_PROBLEM TO SOLVE:_ Render every line of the material below as a numbered list, skipping any blank lines and leaving the pictures out of your answer.

_DATASET EXCERPTS:_

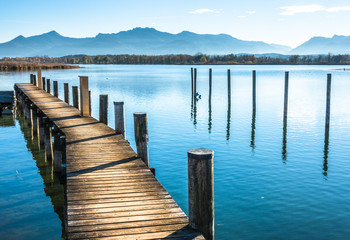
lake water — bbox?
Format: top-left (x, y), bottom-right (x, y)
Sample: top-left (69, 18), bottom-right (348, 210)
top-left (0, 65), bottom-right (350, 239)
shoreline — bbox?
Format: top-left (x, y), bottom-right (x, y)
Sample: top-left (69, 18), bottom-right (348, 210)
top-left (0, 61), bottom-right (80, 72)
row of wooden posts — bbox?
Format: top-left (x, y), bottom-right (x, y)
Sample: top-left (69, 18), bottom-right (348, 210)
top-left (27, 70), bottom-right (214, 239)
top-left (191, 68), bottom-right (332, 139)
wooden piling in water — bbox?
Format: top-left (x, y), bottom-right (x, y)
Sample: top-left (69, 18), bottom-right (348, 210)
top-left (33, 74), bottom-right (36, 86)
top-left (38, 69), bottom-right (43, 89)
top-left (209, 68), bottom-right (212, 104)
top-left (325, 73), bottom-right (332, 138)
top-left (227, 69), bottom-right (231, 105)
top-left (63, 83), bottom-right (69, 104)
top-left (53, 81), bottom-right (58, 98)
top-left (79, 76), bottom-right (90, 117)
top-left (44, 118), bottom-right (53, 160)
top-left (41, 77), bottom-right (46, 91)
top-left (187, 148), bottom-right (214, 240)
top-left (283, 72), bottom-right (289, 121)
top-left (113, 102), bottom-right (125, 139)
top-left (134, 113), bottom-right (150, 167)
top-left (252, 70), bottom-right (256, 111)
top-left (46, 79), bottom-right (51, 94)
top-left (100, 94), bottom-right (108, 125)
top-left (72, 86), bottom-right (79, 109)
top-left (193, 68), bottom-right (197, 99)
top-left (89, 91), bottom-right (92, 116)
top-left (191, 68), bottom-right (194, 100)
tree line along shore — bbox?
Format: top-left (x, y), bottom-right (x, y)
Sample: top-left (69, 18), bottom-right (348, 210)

_ANSWER TO THIS EXERCISE:_
1. lake water — bbox?
2. Format: top-left (x, y), bottom-right (x, y)
3. Sample: top-left (69, 18), bottom-right (348, 210)
4. top-left (0, 65), bottom-right (350, 239)
5. shoreline — bbox?
6. Format: top-left (x, y), bottom-right (x, y)
7. Sample: top-left (69, 18), bottom-right (348, 210)
8. top-left (0, 61), bottom-right (80, 72)
9. row of wooden posts — bbox?
10. Format: top-left (x, y), bottom-right (x, y)
11. Sample: top-left (69, 18), bottom-right (348, 210)
12. top-left (27, 70), bottom-right (214, 239)
13. top-left (191, 68), bottom-right (332, 139)
14. wooden piling in water — bbox?
15. Format: top-left (x, y), bottom-right (x, y)
16. Sample: top-left (69, 18), bottom-right (348, 210)
17. top-left (33, 74), bottom-right (36, 86)
18. top-left (38, 69), bottom-right (43, 89)
19. top-left (209, 68), bottom-right (212, 104)
20. top-left (325, 73), bottom-right (332, 138)
21. top-left (227, 69), bottom-right (231, 105)
22. top-left (63, 83), bottom-right (69, 104)
23. top-left (53, 81), bottom-right (58, 98)
24. top-left (79, 76), bottom-right (90, 117)
25. top-left (44, 118), bottom-right (53, 160)
26. top-left (41, 77), bottom-right (46, 91)
27. top-left (187, 148), bottom-right (214, 240)
28. top-left (283, 72), bottom-right (289, 121)
29. top-left (113, 102), bottom-right (125, 139)
30. top-left (134, 113), bottom-right (150, 167)
31. top-left (252, 70), bottom-right (256, 111)
32. top-left (46, 79), bottom-right (51, 94)
33. top-left (100, 94), bottom-right (108, 125)
34. top-left (72, 86), bottom-right (79, 109)
35. top-left (193, 68), bottom-right (197, 99)
36. top-left (89, 91), bottom-right (92, 116)
37. top-left (191, 68), bottom-right (194, 100)
38. tree line along shore — bbox?
39. Format: top-left (x, y), bottom-right (x, y)
40. Sample: top-left (69, 18), bottom-right (348, 210)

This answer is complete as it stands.